Choose a smell, music, a special way of sitting. A cup of coffee, a snack. A
combination of things. Perhaps use headphones. The more often you do this
before time you have flow, the more likely it is that your body and mind will
view that ritual as a signal to get into a flow state.

Resource: Occultism. Some mind states used with occultism are likened to the
state of flow and folks work some time getting to those states faster.

------
canadiancreed
Work on my health, release an application, hopefully have some stability life
and employment wise, maybe do some talks at a conference or two. Hell maybe
release a book.

Depending on how all that goes, maybe i'll go back to school. Maybe I'll see
the world. Hell maybe I'll get married. Stranger things have happened.

------
coffeemug
This year I sat down to write some 2018 resolutions and realized that I've
either already been successfully beeminding them for a few months, or am
waiting to add beeminder goals in the next few months.

I wrote down resolutions before and never stuck to them. Beeminder is a
gamechanger.

------
autotune
\- Finish two intermediate songs I've been trying to cover on guitar and
vocals by 2019, and create some of my own.

\- Do a grocery shopping every week and spend less on food/eating out.

» Material provided:

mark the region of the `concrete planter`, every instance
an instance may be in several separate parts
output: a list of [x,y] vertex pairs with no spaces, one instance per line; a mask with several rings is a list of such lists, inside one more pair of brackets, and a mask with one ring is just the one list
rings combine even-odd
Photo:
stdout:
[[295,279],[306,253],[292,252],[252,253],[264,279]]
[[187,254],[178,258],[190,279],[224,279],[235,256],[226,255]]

...

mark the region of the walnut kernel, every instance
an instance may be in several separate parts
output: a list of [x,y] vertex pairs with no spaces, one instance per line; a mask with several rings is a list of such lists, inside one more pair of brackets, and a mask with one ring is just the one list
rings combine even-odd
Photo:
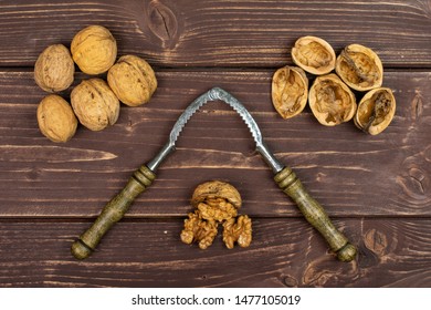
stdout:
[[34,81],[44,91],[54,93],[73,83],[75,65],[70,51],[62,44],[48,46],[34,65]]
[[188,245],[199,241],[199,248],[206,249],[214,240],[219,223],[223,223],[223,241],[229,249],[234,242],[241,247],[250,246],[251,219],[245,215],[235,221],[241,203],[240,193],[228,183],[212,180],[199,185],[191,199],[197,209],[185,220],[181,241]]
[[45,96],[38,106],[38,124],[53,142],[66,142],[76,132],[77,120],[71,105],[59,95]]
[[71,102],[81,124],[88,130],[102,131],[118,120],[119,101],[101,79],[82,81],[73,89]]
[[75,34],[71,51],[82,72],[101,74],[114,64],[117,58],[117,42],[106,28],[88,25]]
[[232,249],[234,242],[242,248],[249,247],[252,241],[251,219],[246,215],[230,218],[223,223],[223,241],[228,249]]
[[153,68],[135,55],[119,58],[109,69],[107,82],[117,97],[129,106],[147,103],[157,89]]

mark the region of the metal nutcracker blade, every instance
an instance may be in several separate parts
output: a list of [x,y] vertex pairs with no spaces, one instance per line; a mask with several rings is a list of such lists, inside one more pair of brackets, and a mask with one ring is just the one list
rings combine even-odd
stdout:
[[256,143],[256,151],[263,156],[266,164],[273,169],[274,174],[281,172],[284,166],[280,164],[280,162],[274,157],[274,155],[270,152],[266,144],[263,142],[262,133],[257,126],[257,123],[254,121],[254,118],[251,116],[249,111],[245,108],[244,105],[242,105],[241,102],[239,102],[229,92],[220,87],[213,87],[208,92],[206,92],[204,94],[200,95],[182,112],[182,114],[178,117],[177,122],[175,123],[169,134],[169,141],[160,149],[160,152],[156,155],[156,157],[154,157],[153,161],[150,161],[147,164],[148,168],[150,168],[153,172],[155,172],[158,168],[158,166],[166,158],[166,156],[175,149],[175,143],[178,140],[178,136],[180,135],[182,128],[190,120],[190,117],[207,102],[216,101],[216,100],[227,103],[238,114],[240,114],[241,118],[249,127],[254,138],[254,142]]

--

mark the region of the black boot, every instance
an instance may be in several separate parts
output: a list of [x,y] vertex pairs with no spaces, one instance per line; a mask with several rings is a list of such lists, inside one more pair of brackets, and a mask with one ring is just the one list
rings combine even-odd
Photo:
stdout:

» Required actions:
1. In the forum thread on resolutions, what does coffeemug call a gamechanger?
2. Go on with the forum thread on resolutions from the point where it stops.
The items are separate from the forum thread and are not part of it.

» Responses to the tasks:
1. Beeminder

2.
\- Finish a side project related to application of AWS and GCP deployment
strategies and put it on GitHub.

\- Get promoted at current job.

------
jacques_chester
Most likely: raise money, start a business and spend the rest of the year
dealing with GERD.

I don't know how people do such things so nonchalantly, so oblivious to the
near-certainty of total failure. I never feel ready enough for anything. There
is always more to check, elaborate, investigate, experiment, compare, prepare,
plan, ponder, defend ... I am never ready enough. Never.

But I also don't feel like playing "what if?" for the rest of my life. I've
already spent a lot of it spinning wheels and I currently have relatively
little to lose. If not this year: when? There's no less-shittier time, really.

So if you were sick of me talking about BOSH, Cloud Foundry and Pivotal,
buckle up. At some point you'll be sick of me talking about Robojar.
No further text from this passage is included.